No, really, this time I mean that you must get rid of these cards and jump feet first into the web-based research revolution. Easybib was cool, but this is awesome.

I just downloaded and installed Zotero, a Firefox extension. Here is part of the press release from the Center for History and New Media at GMU who created it:

Zotero is a free, easy-to-use, open source research tool that runs in the Firefox web browser and helps scholars gather and organize, annotate, organize, and share the results of their research. It includes the best parts of older reference manager software (like EndNote)—the ability to store full reference information in author, title, and publication fields and to export that as formatted references—and the best parts of modern software such as del.icio.us or iTunes, like the ability to sort, tag, and search in advanced ways. Using its unique ability to sense when the user is viewing a book, article, or other resource on the web, Zotero will—on many major research sites—find and automatically save the full reference information in the correct fields.

Zotero: The Next-Generation Research Tool now available

Wow! I am an avid Endnote user, so playing with this is going to be cool. So far, I was able to capture the entire citation info from a book listed on Amazon with one-click and capture a website\’s info, too. It requires FF2.0, so I lost Session Saver. But it is worth it to have Zotero.

Combined with an RSS aggregator and Google Notebook, this could radically change the ways that students do research.

Re: Does Wikipedia hurt scholarship?

So, the wiki debate continues. In the latest issue of AFT’s American Teacher, the pro and con discussion of the month is about Wikipedia. Here, in very stark terms, are what I consider to be very traditional views about the academic research process (Anderson) juxtaposed with a more reasonable interpretation of research, collaboration, and the changing nature of literacy (Locke). I want to look at how each of them define what it means to be a teacher of researchers (at the K-12 level) to make this point clear.

Dixie Anderson, a librarian, suggests that,

As educators, it is our responsibility to hold academic resources to the highest of expectations. We need to become role models in the research process. Credibility and responsibility are the two most important aspects of research. And teaching students the patience to delve into credible resources is the task and responsibility of the educator. We, as educators, cannot condone lazy techniques or unreliable research tools.

Raw records:

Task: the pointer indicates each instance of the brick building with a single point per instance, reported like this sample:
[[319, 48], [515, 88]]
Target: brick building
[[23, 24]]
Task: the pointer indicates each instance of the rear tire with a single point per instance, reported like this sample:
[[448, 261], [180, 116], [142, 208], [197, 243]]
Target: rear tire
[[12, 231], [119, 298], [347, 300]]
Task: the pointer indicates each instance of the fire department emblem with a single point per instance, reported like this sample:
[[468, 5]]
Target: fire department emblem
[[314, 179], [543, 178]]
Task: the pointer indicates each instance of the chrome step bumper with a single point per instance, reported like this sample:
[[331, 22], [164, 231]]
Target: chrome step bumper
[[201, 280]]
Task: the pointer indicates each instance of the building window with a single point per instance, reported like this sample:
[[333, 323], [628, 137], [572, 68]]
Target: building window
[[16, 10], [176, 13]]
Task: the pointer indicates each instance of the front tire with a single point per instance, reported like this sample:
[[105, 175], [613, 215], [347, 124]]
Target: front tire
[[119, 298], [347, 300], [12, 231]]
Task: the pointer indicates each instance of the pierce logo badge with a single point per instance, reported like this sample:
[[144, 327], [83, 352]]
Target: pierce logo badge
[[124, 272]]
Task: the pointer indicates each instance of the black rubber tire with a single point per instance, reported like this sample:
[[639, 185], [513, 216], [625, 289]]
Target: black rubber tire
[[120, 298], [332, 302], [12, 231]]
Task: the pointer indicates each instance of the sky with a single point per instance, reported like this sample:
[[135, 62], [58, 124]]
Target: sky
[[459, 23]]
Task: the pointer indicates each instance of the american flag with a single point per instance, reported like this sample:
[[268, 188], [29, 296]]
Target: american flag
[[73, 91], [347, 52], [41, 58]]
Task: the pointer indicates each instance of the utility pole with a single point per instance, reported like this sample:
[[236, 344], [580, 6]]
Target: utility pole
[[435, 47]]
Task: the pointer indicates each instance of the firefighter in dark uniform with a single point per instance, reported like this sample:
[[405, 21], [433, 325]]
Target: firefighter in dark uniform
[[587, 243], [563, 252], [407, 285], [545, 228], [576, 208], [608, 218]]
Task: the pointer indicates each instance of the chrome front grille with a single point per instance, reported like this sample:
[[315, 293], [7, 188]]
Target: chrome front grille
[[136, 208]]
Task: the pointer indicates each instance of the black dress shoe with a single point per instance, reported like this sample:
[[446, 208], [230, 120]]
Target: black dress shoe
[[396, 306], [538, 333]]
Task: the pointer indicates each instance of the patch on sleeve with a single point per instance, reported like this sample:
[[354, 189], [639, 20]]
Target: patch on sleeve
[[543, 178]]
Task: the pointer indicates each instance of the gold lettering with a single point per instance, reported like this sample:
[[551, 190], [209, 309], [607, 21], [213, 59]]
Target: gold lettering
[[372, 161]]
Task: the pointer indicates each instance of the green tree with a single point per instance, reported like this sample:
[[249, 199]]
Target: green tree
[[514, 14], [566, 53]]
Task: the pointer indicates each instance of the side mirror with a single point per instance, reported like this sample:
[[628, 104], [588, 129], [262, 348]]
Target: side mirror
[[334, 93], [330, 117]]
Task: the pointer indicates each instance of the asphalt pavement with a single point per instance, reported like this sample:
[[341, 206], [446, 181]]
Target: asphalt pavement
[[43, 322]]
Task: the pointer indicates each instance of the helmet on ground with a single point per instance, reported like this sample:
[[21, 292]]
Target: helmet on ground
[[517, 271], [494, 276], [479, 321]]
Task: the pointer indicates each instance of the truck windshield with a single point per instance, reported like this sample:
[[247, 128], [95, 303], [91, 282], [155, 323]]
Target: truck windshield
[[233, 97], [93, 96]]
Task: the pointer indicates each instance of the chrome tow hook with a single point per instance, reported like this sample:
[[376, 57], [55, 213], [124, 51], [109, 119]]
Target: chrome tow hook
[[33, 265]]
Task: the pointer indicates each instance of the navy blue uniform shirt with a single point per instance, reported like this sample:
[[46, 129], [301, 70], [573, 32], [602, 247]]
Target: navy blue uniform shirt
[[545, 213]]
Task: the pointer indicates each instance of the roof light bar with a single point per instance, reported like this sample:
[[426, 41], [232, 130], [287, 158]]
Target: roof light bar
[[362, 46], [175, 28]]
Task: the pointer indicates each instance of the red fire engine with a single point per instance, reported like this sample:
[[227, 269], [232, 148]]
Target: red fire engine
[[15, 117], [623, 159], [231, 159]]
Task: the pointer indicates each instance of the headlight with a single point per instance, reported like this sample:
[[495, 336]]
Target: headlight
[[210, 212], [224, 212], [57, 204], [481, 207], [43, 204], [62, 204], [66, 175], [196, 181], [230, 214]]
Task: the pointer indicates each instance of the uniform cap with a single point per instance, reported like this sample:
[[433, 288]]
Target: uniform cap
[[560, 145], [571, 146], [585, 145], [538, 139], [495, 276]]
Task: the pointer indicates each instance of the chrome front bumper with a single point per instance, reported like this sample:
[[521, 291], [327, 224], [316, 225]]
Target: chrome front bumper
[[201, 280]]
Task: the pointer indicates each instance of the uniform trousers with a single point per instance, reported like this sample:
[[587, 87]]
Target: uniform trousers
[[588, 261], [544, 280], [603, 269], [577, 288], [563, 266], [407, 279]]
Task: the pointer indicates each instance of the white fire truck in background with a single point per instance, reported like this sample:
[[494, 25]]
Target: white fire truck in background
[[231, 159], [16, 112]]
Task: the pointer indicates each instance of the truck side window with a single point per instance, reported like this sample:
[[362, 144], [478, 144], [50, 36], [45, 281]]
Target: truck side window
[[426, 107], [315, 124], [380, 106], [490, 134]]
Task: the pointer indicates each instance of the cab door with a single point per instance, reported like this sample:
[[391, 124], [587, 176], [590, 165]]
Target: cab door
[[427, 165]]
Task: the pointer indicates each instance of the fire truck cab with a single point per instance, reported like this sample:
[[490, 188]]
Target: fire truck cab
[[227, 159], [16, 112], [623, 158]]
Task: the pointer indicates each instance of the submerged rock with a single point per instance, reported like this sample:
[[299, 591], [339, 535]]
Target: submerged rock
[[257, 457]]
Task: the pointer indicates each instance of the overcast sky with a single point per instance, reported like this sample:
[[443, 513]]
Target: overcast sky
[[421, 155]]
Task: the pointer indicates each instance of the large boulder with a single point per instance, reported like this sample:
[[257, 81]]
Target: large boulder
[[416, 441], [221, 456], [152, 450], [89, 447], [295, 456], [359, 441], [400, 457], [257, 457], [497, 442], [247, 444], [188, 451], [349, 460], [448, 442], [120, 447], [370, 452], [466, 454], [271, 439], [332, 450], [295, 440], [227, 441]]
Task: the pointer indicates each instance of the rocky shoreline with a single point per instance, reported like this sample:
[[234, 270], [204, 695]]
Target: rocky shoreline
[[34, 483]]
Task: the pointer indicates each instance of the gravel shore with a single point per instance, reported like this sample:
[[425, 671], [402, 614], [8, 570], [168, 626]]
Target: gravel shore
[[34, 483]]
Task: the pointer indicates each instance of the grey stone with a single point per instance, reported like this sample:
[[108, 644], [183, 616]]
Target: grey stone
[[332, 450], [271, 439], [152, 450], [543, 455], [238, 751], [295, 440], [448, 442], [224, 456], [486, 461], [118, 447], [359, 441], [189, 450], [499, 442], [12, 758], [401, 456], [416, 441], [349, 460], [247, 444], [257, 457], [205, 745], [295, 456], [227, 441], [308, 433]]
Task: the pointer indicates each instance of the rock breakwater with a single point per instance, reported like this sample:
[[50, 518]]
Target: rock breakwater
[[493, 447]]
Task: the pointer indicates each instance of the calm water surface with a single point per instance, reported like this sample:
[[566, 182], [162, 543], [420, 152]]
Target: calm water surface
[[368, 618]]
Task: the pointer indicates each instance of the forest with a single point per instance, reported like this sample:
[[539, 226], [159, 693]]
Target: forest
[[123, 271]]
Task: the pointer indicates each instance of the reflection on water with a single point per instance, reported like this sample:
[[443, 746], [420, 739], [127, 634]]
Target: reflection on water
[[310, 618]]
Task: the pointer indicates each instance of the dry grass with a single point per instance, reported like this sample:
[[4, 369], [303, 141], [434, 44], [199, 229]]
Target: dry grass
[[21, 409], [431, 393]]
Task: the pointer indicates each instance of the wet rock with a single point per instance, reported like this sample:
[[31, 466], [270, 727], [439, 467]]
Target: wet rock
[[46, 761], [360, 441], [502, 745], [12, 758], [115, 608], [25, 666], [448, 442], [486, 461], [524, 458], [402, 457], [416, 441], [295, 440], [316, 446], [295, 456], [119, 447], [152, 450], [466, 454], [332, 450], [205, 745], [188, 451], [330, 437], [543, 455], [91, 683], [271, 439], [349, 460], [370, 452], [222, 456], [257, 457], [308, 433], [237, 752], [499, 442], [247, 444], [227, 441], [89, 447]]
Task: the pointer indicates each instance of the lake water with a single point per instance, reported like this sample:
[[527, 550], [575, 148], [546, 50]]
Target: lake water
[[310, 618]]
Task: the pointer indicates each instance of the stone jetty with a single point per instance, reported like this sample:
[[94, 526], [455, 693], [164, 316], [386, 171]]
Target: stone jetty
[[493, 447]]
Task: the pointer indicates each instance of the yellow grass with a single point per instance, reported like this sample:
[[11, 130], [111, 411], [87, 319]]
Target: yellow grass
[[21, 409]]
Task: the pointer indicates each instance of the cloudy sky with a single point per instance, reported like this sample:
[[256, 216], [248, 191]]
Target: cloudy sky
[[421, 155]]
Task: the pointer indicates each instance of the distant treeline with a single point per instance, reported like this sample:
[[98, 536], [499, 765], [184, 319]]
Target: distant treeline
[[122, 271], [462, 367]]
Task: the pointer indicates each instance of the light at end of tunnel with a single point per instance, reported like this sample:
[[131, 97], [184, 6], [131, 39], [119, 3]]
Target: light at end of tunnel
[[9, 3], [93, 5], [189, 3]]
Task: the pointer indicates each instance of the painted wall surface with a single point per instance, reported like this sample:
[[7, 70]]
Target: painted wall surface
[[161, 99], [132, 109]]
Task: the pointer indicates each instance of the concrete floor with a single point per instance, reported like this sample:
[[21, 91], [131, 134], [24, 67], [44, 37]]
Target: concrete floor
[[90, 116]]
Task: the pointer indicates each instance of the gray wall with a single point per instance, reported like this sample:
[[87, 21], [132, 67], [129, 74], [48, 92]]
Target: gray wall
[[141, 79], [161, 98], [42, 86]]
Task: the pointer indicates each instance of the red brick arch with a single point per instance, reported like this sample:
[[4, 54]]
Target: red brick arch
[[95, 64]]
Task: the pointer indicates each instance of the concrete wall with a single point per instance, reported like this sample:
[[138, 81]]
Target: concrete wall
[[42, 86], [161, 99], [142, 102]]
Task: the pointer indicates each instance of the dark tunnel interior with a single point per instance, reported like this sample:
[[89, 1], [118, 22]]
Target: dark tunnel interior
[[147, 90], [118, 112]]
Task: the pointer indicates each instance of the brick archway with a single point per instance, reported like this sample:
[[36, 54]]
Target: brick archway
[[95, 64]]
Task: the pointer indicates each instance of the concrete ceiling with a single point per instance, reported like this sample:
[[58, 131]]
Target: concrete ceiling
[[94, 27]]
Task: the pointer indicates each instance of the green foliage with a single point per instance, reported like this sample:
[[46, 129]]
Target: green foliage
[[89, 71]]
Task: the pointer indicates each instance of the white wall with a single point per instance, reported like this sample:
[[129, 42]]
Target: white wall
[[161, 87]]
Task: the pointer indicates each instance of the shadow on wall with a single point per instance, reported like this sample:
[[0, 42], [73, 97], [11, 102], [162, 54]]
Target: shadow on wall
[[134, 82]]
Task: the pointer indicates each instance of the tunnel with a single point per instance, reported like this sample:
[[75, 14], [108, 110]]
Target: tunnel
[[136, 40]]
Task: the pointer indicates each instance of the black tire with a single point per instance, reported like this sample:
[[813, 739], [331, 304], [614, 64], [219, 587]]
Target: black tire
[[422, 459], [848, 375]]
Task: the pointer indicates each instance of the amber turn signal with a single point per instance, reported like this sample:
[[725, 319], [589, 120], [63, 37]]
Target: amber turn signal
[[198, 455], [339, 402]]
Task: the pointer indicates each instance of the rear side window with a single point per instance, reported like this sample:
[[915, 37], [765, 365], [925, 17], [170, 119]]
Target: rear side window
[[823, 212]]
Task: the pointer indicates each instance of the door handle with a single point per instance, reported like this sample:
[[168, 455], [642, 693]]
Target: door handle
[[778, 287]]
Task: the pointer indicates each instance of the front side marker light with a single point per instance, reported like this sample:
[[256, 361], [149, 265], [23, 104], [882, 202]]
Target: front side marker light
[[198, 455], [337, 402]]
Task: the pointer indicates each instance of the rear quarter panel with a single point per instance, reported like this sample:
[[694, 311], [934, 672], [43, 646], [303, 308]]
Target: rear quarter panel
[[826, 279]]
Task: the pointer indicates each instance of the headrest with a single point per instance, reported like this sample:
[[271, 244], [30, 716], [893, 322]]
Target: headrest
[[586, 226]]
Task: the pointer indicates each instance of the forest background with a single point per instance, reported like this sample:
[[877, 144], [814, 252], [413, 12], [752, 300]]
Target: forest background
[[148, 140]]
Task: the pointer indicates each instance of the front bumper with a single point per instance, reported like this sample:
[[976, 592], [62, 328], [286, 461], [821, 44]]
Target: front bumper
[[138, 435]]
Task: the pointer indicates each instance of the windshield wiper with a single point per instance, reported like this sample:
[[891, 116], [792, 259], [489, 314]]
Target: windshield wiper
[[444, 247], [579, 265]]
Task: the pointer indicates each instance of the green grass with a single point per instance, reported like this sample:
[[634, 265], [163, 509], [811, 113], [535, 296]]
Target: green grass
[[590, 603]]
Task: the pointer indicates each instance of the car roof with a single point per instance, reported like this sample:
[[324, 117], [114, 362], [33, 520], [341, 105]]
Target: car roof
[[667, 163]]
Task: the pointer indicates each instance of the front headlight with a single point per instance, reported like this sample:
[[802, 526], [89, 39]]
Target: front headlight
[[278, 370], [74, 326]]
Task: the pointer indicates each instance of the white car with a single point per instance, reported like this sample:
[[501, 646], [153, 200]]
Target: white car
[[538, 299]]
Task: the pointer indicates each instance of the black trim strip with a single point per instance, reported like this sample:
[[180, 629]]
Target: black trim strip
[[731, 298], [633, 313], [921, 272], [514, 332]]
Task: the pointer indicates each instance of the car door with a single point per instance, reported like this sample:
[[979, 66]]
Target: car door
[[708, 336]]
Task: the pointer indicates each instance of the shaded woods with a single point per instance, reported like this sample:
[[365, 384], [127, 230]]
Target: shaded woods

__PROBLEMS TO SOLVE__:
(1) Can you copy the Zotero blog post word for word, starting at "No, really, this" and ending at "this is awesome."?
(2) Which software programs does the press release quoted in the Zotero blog post name as examples of older and modern software?
(3) Could you take the blog post on Zotero and Wikipedia further, beginning right after its last sentence?

__RESULTS BY TASK__:
(1)
No, really, this time I mean that you must get rid of these cards and jump feet first into the web-based research revolution. Easybib was cool, but this is awesome.

(2) EndNote, del.icio.us, iTunes

(3)
I read her comments to mean, essentially, this: we are the gatekeepers for students and, thus, can only recommend sources that the gatekeepers who monitor us (media, publishers, authorities) let us delve into because we can trust them. She makes the claim that “credibility and responsibility” are critical to good research, yet denies her students the opportunity to assess credibility and take responsibility for what they find in Wikipedia.

Then, in what I consider to be a very effective counterpoint, Teb Locke, a technology teacher and co-host of Teachers Teaching Teachers Webcast, refutes this idea. While he is not talking about Wikipedia per se, his argument makes sense in that context. He claims:

Further, wikis facilitate a defining feature of traditional scholarship: publication. Changes to a wiki are immediately “published” for the entire world to see. Not only does this provide a real-world motivation for students, it also allows them to experience writing and editing as a dynamic endeavor.

Unlike a more static writing process in which publication marks the end of revisions and the end of the process, wiki writing is instantly published while undergoing infinite revisions. The wiki therefore brings literacy and accountability to a whole new level. Students are not simply skimming for content, they are constantly evaluating from an editor’s point of view in order to improve what they are reading/publishing.

AFT – Pubs-Reports – American Teacher – October 2006 – Speak Out

Locke, in his example of having students write for a class wiki, describes the ways in which students become producers of knowledge, or texts, rather than just consumers. If we rely on the old model of research, where students bring empty note cards to be filled by drinking at the vessels of knowledge, then the argument that Andersen makes holds water. If, however, we recognize that students have, and will continue to have, multiple and conflicting sources from which to draw, then we realize that it doesn’t.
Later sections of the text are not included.